▸ How to complete this task: Write out each entry once more so that it matches the original exactly.

↓↓↓

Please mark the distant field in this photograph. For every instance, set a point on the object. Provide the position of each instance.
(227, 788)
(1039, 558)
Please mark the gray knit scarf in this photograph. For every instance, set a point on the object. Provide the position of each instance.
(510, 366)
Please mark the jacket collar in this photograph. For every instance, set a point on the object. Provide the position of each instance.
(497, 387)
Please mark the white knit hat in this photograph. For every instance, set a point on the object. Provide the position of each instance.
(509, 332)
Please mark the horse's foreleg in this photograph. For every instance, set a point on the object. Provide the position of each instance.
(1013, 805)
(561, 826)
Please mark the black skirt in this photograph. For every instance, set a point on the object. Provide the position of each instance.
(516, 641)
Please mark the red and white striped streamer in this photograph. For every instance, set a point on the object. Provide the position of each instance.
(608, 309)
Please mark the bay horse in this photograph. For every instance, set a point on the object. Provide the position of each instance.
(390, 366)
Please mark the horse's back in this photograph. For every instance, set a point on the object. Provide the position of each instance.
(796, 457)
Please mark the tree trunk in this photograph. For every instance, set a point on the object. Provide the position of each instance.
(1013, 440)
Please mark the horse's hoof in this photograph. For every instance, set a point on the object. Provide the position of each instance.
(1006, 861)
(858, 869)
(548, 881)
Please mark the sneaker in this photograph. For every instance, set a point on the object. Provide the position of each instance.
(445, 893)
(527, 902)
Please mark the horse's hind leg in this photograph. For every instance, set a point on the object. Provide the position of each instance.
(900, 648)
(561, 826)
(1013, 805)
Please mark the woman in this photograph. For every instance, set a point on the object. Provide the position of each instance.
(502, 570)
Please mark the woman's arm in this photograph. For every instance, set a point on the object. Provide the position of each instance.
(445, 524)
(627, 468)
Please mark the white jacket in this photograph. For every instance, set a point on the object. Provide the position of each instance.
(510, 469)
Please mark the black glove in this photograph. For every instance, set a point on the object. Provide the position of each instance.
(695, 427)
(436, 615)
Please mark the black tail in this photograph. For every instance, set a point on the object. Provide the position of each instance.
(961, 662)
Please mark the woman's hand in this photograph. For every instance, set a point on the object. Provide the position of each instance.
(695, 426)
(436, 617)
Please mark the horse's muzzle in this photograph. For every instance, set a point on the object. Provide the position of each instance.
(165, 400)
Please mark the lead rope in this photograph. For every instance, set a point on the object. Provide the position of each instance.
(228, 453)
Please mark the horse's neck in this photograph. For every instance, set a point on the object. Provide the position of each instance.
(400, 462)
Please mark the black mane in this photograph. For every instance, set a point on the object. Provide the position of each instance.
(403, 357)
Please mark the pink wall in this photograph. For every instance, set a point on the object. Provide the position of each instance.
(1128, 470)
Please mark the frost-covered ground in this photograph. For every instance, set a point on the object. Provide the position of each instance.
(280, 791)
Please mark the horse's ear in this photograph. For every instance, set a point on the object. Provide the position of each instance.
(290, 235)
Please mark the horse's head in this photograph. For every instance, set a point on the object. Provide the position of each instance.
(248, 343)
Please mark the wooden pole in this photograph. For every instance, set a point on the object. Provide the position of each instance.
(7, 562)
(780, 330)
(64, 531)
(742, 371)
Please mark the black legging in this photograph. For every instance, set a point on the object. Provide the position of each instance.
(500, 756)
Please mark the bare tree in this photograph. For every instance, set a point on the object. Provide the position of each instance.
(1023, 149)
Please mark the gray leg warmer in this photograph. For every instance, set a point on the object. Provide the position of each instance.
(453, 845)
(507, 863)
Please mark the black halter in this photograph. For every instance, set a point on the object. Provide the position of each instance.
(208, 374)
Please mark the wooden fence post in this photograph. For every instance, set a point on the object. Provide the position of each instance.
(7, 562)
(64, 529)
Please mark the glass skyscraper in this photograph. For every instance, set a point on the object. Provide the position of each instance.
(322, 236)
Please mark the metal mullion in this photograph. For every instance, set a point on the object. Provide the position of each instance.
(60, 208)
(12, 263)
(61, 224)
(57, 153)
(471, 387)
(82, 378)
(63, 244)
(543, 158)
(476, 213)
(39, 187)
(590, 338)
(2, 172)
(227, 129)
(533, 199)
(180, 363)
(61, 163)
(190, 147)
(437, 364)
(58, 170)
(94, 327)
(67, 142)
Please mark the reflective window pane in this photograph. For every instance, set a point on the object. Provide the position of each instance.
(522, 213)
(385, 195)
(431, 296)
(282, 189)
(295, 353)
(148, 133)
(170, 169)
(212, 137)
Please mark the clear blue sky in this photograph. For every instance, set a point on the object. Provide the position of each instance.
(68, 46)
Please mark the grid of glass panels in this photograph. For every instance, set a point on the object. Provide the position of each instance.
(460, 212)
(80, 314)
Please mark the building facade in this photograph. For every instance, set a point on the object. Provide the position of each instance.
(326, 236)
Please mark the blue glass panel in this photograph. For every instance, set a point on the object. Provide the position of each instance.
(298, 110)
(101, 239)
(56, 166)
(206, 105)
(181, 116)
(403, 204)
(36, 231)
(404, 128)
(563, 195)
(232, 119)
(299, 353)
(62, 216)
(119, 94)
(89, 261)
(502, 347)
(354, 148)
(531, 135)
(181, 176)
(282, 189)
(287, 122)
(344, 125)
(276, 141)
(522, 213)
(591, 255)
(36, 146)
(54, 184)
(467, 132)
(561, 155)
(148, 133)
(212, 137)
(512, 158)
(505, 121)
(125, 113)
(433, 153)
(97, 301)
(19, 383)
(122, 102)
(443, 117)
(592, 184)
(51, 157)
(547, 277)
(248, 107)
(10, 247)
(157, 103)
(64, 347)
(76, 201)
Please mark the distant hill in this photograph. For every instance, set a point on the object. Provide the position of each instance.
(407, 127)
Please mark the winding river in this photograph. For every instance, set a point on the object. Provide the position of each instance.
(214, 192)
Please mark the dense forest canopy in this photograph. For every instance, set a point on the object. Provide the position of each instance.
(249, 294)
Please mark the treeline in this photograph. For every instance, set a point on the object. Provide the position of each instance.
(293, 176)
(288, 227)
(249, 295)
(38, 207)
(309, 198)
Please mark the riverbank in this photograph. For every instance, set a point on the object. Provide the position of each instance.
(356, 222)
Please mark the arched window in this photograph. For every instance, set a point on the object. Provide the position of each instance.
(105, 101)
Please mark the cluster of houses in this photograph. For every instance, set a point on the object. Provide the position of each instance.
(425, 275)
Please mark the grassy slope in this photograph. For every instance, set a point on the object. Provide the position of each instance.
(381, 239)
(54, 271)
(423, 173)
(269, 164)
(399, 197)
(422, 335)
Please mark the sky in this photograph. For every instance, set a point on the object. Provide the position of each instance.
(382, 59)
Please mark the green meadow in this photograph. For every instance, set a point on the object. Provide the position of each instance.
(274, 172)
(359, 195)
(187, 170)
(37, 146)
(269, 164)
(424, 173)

↑↑↑

▸ Answer to this exercise:
Please mark the distant field in this photograph. For every instance, set a point on the object. Provide the position of each instance.
(227, 788)
(1039, 558)
Please mark the gray knit scarf in this photograph. For every instance, set a point on the object. Provide the position of each instance.
(510, 366)
Please mark the jacket collar in this photograph. For every instance, set a point on the object. Provide the position of each instance.
(497, 387)
Please mark the white knit hat in this photograph. For every instance, set a point on the object. Provide the position of each instance.
(509, 332)
Please mark the horse's foreleg in this photograph. For every instance, set a point on the object. Provide the position of each instance.
(1013, 805)
(561, 826)
Please mark the black skirt in this photograph. For every instance, set a point on the object. Provide the position of each instance.
(516, 641)
Please mark the red and white striped streamer in this photograph. For every instance, set a point on the object. Provide the position of each instance.
(608, 309)
Please mark the bay horse in this photograph. For every instance, set a point on the object. Provide the position of each instance.
(390, 366)
Please mark the horse's back in this photograph. For every instance, set a point on the object. Provide the position of each instance.
(796, 457)
Please mark the tree trunk in this photograph. For every instance, set a point on the object. Provide the position of each instance.
(1013, 440)
Please mark the horse's hoof in this photograph. For every instance, set a point on the object. Provide the position of each instance.
(1006, 861)
(858, 869)
(548, 881)
Please mark the sneaker in this photograph. For every instance, set a point on the object. Provide the position of each instance.
(445, 893)
(527, 902)
Please mark the horse's hind leg in this photograph. For every instance, set a point on the object. Provide the position of each instance.
(900, 648)
(561, 826)
(1013, 805)
Please mark the woman in this photograph. For every instance, set a point on the object. Provide the position of each instance.
(502, 570)
Please mark the woman's arm in this photograph. For every instance, set a point on the object. Provide the position of each instance.
(445, 524)
(627, 468)
Please mark the white jacket in this photograph. For every instance, set a point on the object. Provide the position of each instance.
(510, 469)
Please mark the black glove in this photograph. For every instance, set a point on the object. Provide the position of each instance.
(695, 427)
(436, 615)
Please mark the black tail in this photograph. For every instance, set a point on the object. Provide the position of each instance.
(961, 662)
Please mark the woman's hand in this photograph. For every instance, set a point on the object. Provide the position of each instance.
(695, 426)
(436, 617)
Please mark the horse's muzzle in this photograph. For every instance, set a point on the object. Provide the position of each instance.
(165, 400)
Please mark the lead rope in this photograph. For every instance, set a point on the object. Provide the position of each instance.
(228, 453)
Please mark the horse's neck in this photograph. For every instance, set a point on the object. Provide the position of each instance.
(400, 462)
Please mark the black mane in this photograph. For every instance, set a point on the object. Provide the position of each instance.
(403, 357)
Please mark the pink wall in this photograph. For every instance, set a point on the object. Provide the position of each instance.
(1128, 470)
Please mark the frost-covered ground in this photograph. For every instance, set a point on the object. Provide the position of each instance.
(280, 791)
Please mark the horse's ear in this photograph. For every instance, set a point on the object. Provide the position of each instance.
(290, 235)
Please mark the horse's head in this photograph. For every instance, set a point on the object. Provide the position of each instance.
(248, 343)
Please mark the wooden pole in this photograph. For every instance, set a point on the object. Provide the position of each instance.
(7, 562)
(780, 330)
(64, 531)
(742, 371)
Please mark the black legging in this photograph. For every instance, set a point on the object. Provide the position of each instance.
(500, 756)
Please mark the bare tree in this photograph. For every instance, set a point on the object. Provide the position of each instance.
(1023, 149)
Please mark the gray leg warmer in this photograph. For every instance, set a point on the object. Provide the position of each instance.
(453, 845)
(507, 863)
Please mark the black halter in this photograph. For every instance, set a point on the object. Provide the position of each instance.
(208, 374)
Please mark the wooden fence post in this photograph. For every instance, set a point on the object. Provide the position of each instance.
(7, 562)
(64, 529)
Please mark the glass skyscraper in this photograph. For every instance, set a point on the object. Provide the position of each instance.
(322, 236)
Please mark the metal mullion in this photograph. For every instance, set a point on the object. Provide the position of each instance.
(60, 208)
(12, 263)
(61, 224)
(57, 153)
(471, 387)
(82, 378)
(63, 244)
(543, 158)
(476, 213)
(39, 187)
(590, 338)
(2, 172)
(227, 129)
(533, 199)
(180, 363)
(61, 163)
(190, 147)
(437, 364)
(58, 170)
(94, 327)
(67, 142)
Please mark the reflective window pane in this photograph. For every instance, set a point on the object. Provide the position of each instance.
(522, 213)
(385, 195)
(431, 296)
(282, 189)
(295, 353)
(148, 133)
(170, 169)
(212, 137)
Please mark the clear blue sky in this photograph. For every instance, set a point on the object. Provide the position of each instance.
(68, 46)
Please mark the grid of glass panels in this photograph. For every instance, set a point on the object. Provide the position of each instance.
(460, 212)
(80, 314)
Please mark the building facade in this photograph. For every instance, set a point on the object. Provide the position of each instance.
(326, 236)
Please mark the blue glass panel in this photograph. For every instance, set a point on the object. Provide the position of each instance.
(298, 110)
(101, 239)
(56, 166)
(206, 105)
(181, 116)
(403, 204)
(36, 231)
(404, 128)
(563, 195)
(232, 119)
(299, 353)
(62, 216)
(119, 94)
(89, 261)
(502, 347)
(354, 148)
(531, 135)
(181, 176)
(282, 189)
(287, 122)
(344, 125)
(276, 141)
(522, 213)
(591, 255)
(36, 146)
(54, 184)
(467, 132)
(561, 155)
(148, 133)
(212, 137)
(512, 158)
(505, 121)
(125, 113)
(433, 153)
(97, 301)
(19, 383)
(122, 102)
(443, 117)
(592, 184)
(51, 157)
(547, 277)
(248, 107)
(10, 247)
(157, 103)
(64, 347)
(76, 201)
Please mark the distant hill in this photograph. For every instance, set a point on the object. Provide the position of each instance.
(407, 127)
Please mark the winding river in this photograph. For every instance, set a point on the object. Provide the position of each instance.
(214, 192)
Please mark the dense forest canopy in this photograph. For every instance, set a point on the object. Provide the position of each instance.
(249, 294)
Please mark the treeline in this photograph. For every instance, set a point on the object. Provide the position of each instance.
(293, 176)
(288, 227)
(249, 295)
(38, 207)
(309, 198)
Please mark the riverbank in this photograph. For every instance, set a point on the object. Provide the position of each instance.
(356, 222)
Please mark the arched window in this photograph. For every instance, set a point on the object. Provide the position of each instance.
(105, 101)
Please mark the cluster of houses in this photograph. For every instance, set a point on the object. Provide the position of each instance.
(425, 275)
Please mark the grassy slope in this photograph. For every instance, set a point on the object. Provide the position of each instance.
(381, 239)
(54, 271)
(423, 173)
(269, 164)
(399, 197)
(422, 335)
Please mark the sky in this photograph. For every instance, set a point on the object. Provide the position of each instance.
(382, 59)
Please mark the green meadow in this photograph. For every instance, set a point on the object. Provide the position of each instance.
(274, 172)
(359, 195)
(187, 170)
(37, 146)
(269, 164)
(424, 173)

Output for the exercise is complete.